(Exercise requirements): Could you copy the land-dispute passage, starting with "74. That further, whereas" and going on through "Maina [2013] eKLR.", and replace "2nd Defendant" with "Second Defendant"?

___ Given passage ___

69. Her further submission was that every proceeding founded on a null and void suit was also a nullity thus the decree of Naivasha Principle Magistrates Court, the registration of the suit land in the name of the 1st Defendant and later to the 2nd Defendant were all null and void and the court should so declare. She placed reliance on the decision in the case of Viktar Maina Ngunjiri & 4Others v Attorney General & 6 others [2018] eKLR.

70. That indeed, the Naivasha Land Disputes Tribunal did not have the jurisdiction to hear and determine the dispute before it as it was with regard to title over land registered under the Registered Land act the register for the suit land under the said Act having been opened on 13th July, 1987. Reliance was placed in the decided case of Joyce Nyanjui v Joseph Chege Gitau, Nakuru HCCA 77/2007 (unreported).

71. On the second issue for determination as to whether the estate of Kenneth Wainaina Kago (Deceased) was the lawful owner of the suit land, her submission was in the affirmative to the effect that the Plaintiff had proved that the deceased had paid for the share capital on 6th July, 1978 vide receipt No.403 that had been captured in the receipt that was issued on 4th February 1986. That whereas the deceased had not paid all the required monies at the time of his demise, the Plaintiff herein had continued paying the said monies wherein in the year 1986 receipts had been issued in the deceased’s name since he was the shareholder. That the Plaintiff had also produced the ballot papers for parcel No. 2386, one printed on bond paper and another hand written on computer paper-bearing the same number. That the 1st Defendant on the other hand had only produced a copy of the hand-written ballot paper which paper had not been genuine as supported by the evidence of PW4.

72. That the members’ register for Mirera-Suswa Farmers Limited which had been produced in evidence showed that Kenneth Wainaina was the owner of parcel No. 2386 and not the 1st Defendant. That whereas it was the said register that had been used to issue title deeds, the land registry had issued the title deed in the name of the 1st Defendant upon being served with a decree, which decree was null and void. That the Plaintiff having produced the above evidence, she had proved her case on a balance of probabilities.

73. That whilst the 1st and 2nd Defendants’ certificate of title to the suit land was protected, the said protection could be removed and the title impeached under the provisions of Section 26 (1) (b) of the Land Registration Act where a it was found that the certificate of title had been acquired illegally, un-procedurally or through a corrupt scheme. She thus submitted that the Defendants’ Certificate of title was obtained illegally and un-procedurally the same having been obtained through the Land Dispute Tribunal Award and court decree which had been null and void.

74. That further, whereas the root of the title registered in the name of the 2nd Defendant had been challenged, the said 2nd Defendant did not appear to prove the legality of its acquisition the 1st Defendant herein having failed to prove the same. Reliance was placed in the decided case of Munyu Maina v Hiram Maina [2013] eKLR.

___ Stored data ___

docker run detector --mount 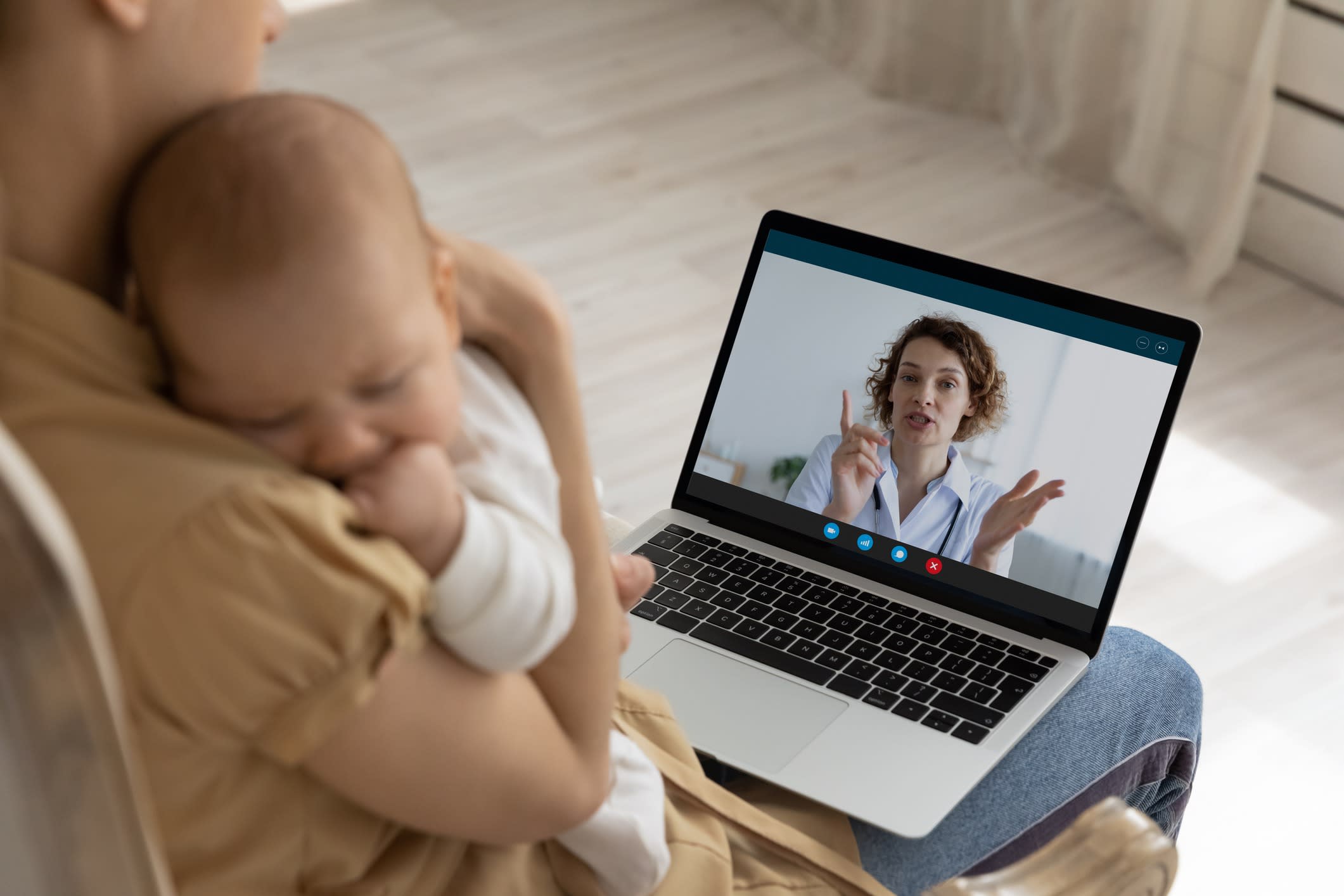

___

(Output for this exercise):
74. That further, whereas the root of the title registered in the name of the Second Defendant had been challenged, the said Second Defendant did not appear to prove the legality of its acquisition the 1st Defendant herein having failed to prove the same. Reliance was placed in the decided case of Munyu Maina v Hiram Maina [2013] eKLR.